WRITTEN EXERCISE: Please reproduce all of the data below word for word, with the pictures left out.

##### PROVIDED DATA #####

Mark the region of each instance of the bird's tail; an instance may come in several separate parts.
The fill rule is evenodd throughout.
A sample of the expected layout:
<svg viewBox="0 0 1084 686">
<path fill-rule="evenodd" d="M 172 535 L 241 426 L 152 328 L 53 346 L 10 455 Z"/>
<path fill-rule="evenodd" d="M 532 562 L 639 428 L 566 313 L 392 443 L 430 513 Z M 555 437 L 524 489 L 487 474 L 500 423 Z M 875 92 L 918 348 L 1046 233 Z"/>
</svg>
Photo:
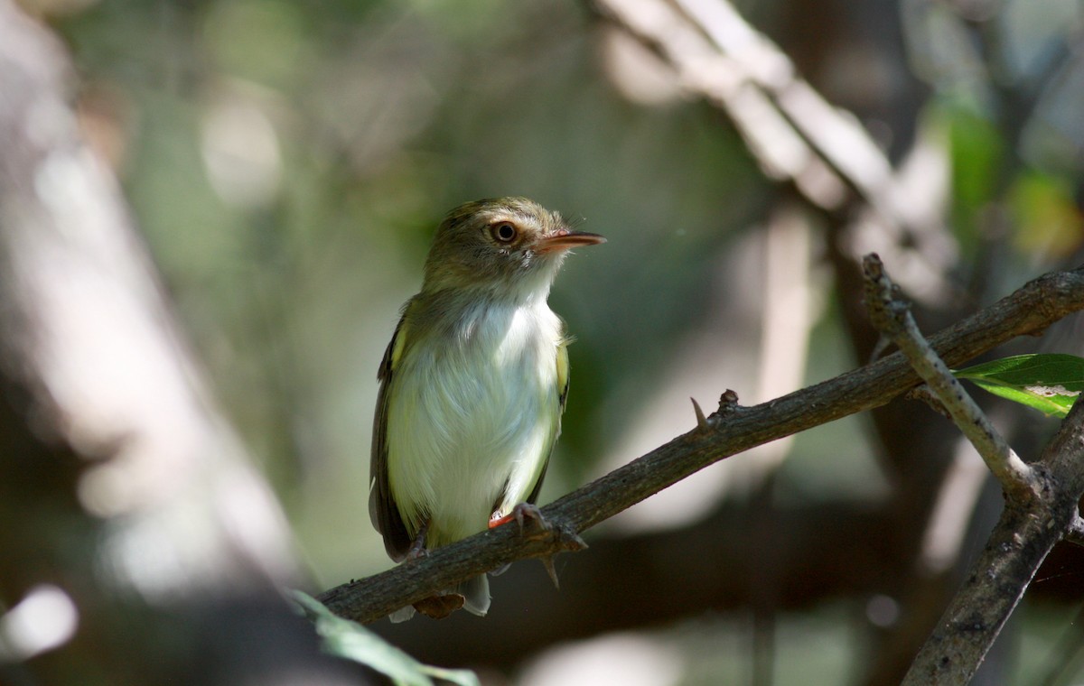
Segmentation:
<svg viewBox="0 0 1084 686">
<path fill-rule="evenodd" d="M 489 579 L 479 574 L 455 587 L 455 593 L 464 597 L 463 609 L 478 617 L 489 611 Z"/>
<path fill-rule="evenodd" d="M 457 593 L 463 596 L 463 609 L 472 614 L 486 617 L 486 612 L 489 611 L 489 579 L 486 578 L 486 574 L 464 581 L 455 586 L 454 590 L 446 591 L 441 595 L 448 593 Z M 412 617 L 414 617 L 414 606 L 408 605 L 389 614 L 388 619 L 392 623 L 398 624 L 399 622 L 405 622 Z"/>
</svg>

#####

FINAL RESULT:
Mark the region of each instance of the bird's tail; an instance may come in several separate parts.
The fill rule is evenodd throughout.
A sample of the expected layout:
<svg viewBox="0 0 1084 686">
<path fill-rule="evenodd" d="M 172 535 L 241 426 L 152 328 L 53 346 L 10 455 Z"/>
<path fill-rule="evenodd" d="M 532 562 L 639 428 L 566 313 L 392 443 L 430 513 Z M 555 437 L 524 489 L 487 474 L 500 423 Z M 875 92 L 918 348 L 1046 233 Z"/>
</svg>
Photo:
Segmentation:
<svg viewBox="0 0 1084 686">
<path fill-rule="evenodd" d="M 489 579 L 479 574 L 455 587 L 455 593 L 464 597 L 463 609 L 478 617 L 489 611 Z"/>
<path fill-rule="evenodd" d="M 457 593 L 463 596 L 463 609 L 472 614 L 486 617 L 486 612 L 489 611 L 489 579 L 486 578 L 486 574 L 464 581 L 455 586 L 454 590 L 446 591 L 441 595 L 448 593 Z M 412 617 L 414 617 L 414 606 L 408 605 L 389 614 L 388 619 L 392 623 L 398 624 L 399 622 L 405 622 Z"/>
</svg>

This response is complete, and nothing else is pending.